*** Opening of Data shown ***

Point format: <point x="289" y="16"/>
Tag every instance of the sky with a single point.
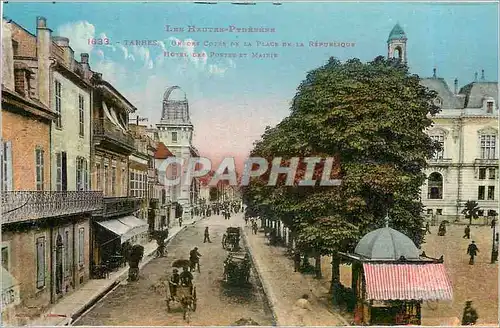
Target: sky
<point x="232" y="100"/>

*** Close of Data shown ***
*** Opening of Data shown ***

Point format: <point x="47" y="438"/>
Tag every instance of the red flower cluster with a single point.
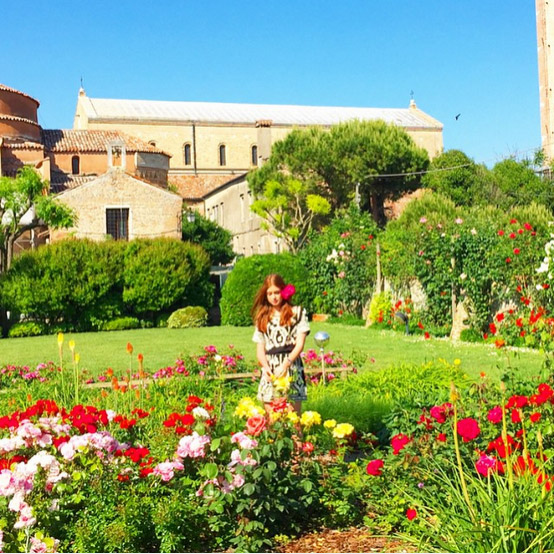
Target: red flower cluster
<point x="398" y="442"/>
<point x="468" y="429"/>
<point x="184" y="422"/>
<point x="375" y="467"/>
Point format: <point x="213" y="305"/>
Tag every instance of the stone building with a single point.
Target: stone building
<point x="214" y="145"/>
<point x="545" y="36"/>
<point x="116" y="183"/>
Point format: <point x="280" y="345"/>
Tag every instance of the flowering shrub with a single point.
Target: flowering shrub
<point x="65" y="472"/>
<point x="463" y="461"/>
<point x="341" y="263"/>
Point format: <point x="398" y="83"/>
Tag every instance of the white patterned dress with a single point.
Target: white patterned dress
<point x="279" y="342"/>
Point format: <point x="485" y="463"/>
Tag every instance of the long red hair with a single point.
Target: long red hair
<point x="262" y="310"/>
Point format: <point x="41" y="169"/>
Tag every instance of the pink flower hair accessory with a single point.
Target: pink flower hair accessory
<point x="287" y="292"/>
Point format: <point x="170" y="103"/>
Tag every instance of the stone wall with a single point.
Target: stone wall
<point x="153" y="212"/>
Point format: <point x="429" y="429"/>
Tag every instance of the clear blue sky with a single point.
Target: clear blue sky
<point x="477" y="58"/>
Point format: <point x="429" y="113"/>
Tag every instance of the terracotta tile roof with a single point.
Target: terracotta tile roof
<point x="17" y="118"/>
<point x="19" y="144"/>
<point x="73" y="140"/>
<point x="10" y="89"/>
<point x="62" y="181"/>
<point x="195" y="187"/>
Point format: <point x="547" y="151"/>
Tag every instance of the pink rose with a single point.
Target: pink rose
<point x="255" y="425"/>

*** Close of Data shown ***

• [What you have to do]:
Find every line in the records that has the word "format". Copy those lines.

• [Solved problem]:
Point format: <point x="289" y="16"/>
Point format: <point x="47" y="438"/>
Point format: <point x="213" y="305"/>
Point format: <point x="280" y="345"/>
Point format: <point x="398" y="83"/>
Point format: <point x="485" y="463"/>
Point format: <point x="41" y="169"/>
Point format: <point x="170" y="103"/>
Point format: <point x="429" y="429"/>
Point format: <point x="429" y="113"/>
Point format: <point x="547" y="151"/>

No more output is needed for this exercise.